#### [Selected passage]
________________________________________

Historic cemetery in New York, United States

Rockville Cemetery and Bristol and Mexico Monument is a historic cemetery located at Lynbrook in Nassau County, New York. The cemetery started as a small local burial ground in 1799. It subsequently came to be the final resting place of many early Near Rockaway settlers. The cemetery features a monument to two nearby shipwrecks, the Bristol and the Mexico, in the winter of 1836–1837. The Bristol and Mexico Monument marks the mass grave of the 139 passengers, mostly Irish immigrants fleeing famine. The shipwrecks resulted in changes to New York Harbor approach practices.

In 1953, a 20-year-old Ruth Bader wrote an article in New York Folklore Quarterly about the memorial. She described the poor condition of the memorial at the time, and the very negative opinion of the memorial from Nathaniel Prime, author of History of Long Island, which was published five years after the memorial was completed. She also included a brief history of the ships' voyages from Liverpool in October 1836, and their losses off of Long Island in late November 1836 and early January 1837.

________________________________________

#### [Stored data]

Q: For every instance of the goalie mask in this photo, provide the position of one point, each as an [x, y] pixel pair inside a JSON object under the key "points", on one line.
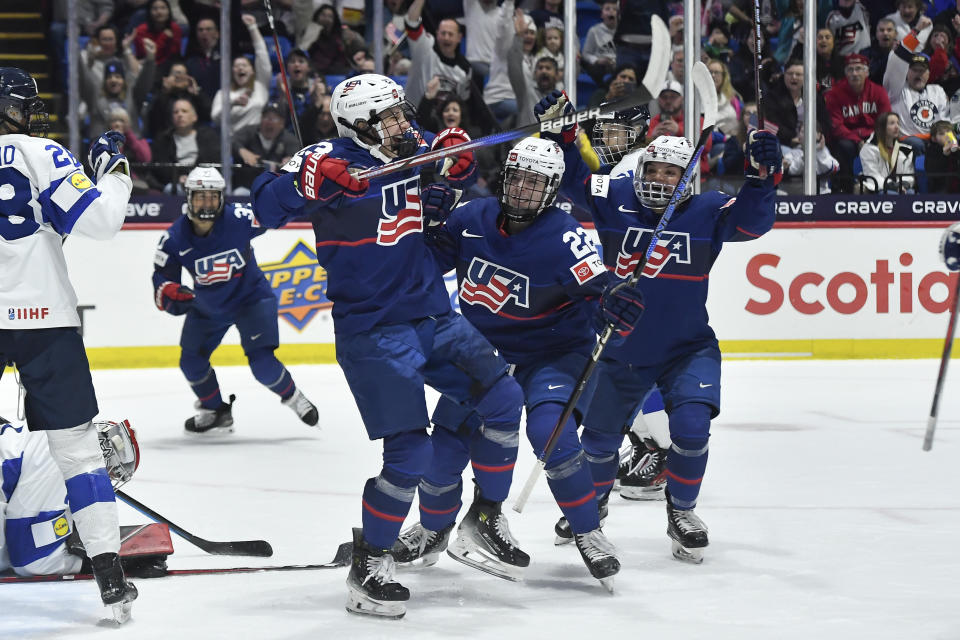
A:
{"points": [[675, 150], [204, 188], [373, 110], [121, 453], [530, 178]]}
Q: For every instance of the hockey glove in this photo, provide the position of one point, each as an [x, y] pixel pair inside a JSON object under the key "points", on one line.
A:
{"points": [[174, 298], [763, 159], [322, 177], [554, 105], [950, 247], [620, 305], [105, 155], [457, 169]]}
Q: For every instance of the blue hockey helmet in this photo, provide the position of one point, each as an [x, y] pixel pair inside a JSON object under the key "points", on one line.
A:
{"points": [[21, 109]]}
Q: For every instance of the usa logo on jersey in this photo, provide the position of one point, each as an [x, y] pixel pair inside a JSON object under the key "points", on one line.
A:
{"points": [[672, 244], [218, 268], [402, 214], [491, 286]]}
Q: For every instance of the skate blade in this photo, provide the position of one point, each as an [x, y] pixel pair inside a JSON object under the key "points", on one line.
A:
{"points": [[478, 558]]}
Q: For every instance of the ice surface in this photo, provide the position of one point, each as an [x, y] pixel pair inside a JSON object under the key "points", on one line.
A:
{"points": [[826, 521]]}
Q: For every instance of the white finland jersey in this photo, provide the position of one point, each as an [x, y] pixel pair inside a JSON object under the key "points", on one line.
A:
{"points": [[45, 196]]}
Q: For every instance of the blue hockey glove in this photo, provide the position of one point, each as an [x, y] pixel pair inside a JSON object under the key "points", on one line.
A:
{"points": [[763, 159], [105, 155], [950, 247], [552, 106], [620, 305]]}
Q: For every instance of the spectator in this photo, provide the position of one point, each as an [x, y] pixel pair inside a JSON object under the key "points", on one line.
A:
{"points": [[185, 144], [884, 157], [248, 87], [850, 25], [263, 146], [599, 55], [853, 104], [160, 28]]}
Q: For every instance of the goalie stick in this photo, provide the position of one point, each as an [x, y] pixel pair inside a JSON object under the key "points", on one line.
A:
{"points": [[259, 548], [708, 98]]}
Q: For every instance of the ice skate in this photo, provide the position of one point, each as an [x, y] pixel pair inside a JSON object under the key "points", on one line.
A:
{"points": [[418, 546], [372, 591], [211, 422], [688, 534], [484, 541], [599, 555], [115, 591], [646, 476], [562, 528], [304, 409]]}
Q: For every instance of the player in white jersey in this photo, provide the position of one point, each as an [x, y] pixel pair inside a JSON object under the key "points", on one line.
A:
{"points": [[45, 196]]}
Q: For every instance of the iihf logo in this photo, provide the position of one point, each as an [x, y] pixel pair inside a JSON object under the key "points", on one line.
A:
{"points": [[491, 286], [672, 244]]}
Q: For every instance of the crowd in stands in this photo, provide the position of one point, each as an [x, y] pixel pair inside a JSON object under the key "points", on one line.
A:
{"points": [[887, 74]]}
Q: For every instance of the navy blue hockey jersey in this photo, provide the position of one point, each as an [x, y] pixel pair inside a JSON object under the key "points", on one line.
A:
{"points": [[224, 269], [530, 293]]}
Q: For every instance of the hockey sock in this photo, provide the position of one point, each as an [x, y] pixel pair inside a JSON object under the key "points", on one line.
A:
{"points": [[271, 373], [687, 457]]}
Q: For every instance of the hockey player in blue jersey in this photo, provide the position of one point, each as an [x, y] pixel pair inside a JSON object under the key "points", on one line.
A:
{"points": [[212, 242], [674, 347], [530, 279], [47, 196], [395, 330]]}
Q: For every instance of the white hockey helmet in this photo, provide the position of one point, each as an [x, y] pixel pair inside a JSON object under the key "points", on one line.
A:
{"points": [[675, 150], [530, 178], [204, 179], [121, 453], [373, 110]]}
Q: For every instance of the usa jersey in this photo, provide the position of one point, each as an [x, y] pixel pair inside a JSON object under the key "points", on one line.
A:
{"points": [[44, 196], [34, 519], [372, 247], [222, 263], [676, 278], [531, 293]]}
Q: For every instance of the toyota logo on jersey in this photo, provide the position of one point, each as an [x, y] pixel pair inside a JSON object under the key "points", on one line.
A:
{"points": [[219, 267], [672, 244], [402, 214], [490, 285]]}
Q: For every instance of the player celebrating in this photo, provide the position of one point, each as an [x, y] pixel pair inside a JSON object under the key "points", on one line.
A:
{"points": [[213, 243], [674, 348], [529, 278], [394, 326], [47, 196]]}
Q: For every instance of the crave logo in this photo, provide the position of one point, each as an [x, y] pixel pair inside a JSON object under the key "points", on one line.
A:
{"points": [[300, 285]]}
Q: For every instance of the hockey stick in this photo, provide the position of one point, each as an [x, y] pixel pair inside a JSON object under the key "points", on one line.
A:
{"points": [[944, 361], [283, 72], [708, 98], [341, 559], [259, 548]]}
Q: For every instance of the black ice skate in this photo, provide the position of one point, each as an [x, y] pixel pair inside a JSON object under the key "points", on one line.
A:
{"points": [[372, 591], [484, 541], [304, 409], [599, 555], [420, 546], [565, 533], [115, 591], [646, 476], [210, 422], [688, 534]]}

________________________________________

#### [Exercise requirements]
Reproduce the whole passage on Rockville Cemetery and the Bristol and Mexico Monument word for word. The rows have nothing to do with what comes next.

#### [Exercise output]
Historic cemetery in New York, United States

Rockville Cemetery and Bristol and Mexico Monument is a historic cemetery located at Lynbrook in Nassau County, New York. The cemetery started as a small local burial ground in 1799. It subsequently came to be the final resting place of many early Near Rockaway settlers. The cemetery features a monument to two nearby shipwrecks, the Bristol and the Mexico, in the winter of 1836–1837. The Bristol and Mexico Monument marks the mass grave of the 139 passengers, mostly Irish immigrants fleeing famine. The shipwrecks resulted in changes to New York Harbor approach practices.

In 1953, a 20-year-old Ruth Bader wrote an article in New York Folklore Quarterly about the memorial. She described the poor condition of the memorial at the time, and the very negative opinion of the memorial from Nathaniel Prime, author of History of Long Island, which was published five years after the memorial was completed. She also included a brief history of the ships' voyages from Liverpool in October 1836, and their losses off of Long Island in late November 1836 and early January 1837.